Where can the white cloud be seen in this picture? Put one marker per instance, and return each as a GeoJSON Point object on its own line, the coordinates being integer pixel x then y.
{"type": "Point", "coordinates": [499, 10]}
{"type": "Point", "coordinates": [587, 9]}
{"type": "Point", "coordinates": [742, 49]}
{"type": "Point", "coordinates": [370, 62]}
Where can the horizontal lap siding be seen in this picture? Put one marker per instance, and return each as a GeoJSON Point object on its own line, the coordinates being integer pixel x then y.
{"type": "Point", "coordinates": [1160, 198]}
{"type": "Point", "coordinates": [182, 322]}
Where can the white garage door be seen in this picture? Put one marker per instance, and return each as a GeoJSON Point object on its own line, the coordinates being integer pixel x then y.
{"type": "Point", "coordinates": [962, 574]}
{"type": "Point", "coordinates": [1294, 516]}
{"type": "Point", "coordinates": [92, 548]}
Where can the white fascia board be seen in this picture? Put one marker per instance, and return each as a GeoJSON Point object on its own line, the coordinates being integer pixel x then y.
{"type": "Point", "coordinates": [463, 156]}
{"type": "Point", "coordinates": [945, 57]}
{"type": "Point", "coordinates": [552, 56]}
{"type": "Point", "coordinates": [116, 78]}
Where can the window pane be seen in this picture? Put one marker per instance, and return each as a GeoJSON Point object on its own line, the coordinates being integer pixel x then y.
____
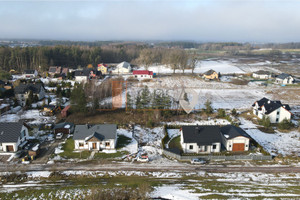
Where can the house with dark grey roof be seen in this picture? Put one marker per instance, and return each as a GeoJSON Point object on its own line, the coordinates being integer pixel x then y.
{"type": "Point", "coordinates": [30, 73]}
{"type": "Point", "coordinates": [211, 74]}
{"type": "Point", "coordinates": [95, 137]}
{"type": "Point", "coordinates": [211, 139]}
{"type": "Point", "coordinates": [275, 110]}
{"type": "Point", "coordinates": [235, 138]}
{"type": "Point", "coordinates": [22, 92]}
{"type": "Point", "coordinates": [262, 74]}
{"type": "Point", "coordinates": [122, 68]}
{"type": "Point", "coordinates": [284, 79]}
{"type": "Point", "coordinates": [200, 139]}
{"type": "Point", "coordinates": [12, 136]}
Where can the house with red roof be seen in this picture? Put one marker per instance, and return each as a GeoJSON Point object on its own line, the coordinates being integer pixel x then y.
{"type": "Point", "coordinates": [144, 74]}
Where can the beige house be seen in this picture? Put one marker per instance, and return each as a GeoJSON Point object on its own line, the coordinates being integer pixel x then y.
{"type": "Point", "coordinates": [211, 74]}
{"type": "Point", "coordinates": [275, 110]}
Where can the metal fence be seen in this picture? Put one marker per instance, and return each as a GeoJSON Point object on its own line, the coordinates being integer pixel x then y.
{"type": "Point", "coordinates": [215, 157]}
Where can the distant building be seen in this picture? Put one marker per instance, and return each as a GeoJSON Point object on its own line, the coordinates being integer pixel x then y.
____
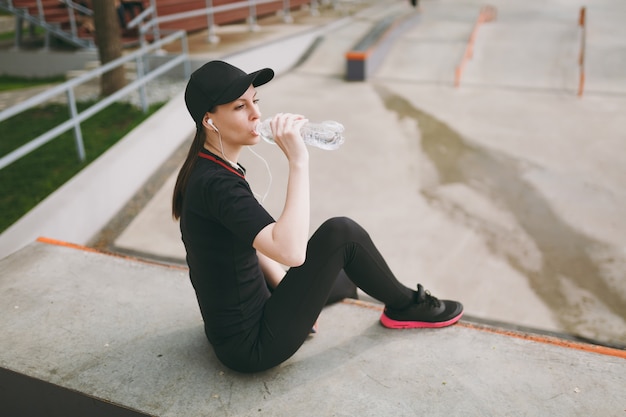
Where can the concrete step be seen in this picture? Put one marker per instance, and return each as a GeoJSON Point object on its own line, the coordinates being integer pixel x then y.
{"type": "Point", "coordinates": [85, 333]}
____
In the data above, retype exactly and only the lines between the one holding "Where can the beige" and the one holding "Where can the distant", inclusive.

Where can the beige house be seen in this picture? Put one marker per instance, and return each as a GeoJSON Point object on its own line, the coordinates being integer pixel x then y.
{"type": "Point", "coordinates": [211, 74]}
{"type": "Point", "coordinates": [275, 110]}
Where can the metal fence be seen in this picture? Put one marker per instance, and return each as a GeoJSON Point object on its own line, the coordinates being integer pixel x then y.
{"type": "Point", "coordinates": [215, 157]}
Where can the distant building be seen in this picture? Put one marker per instance, and return each as a GeoJSON Point object on its own line, the coordinates being integer pixel x then y.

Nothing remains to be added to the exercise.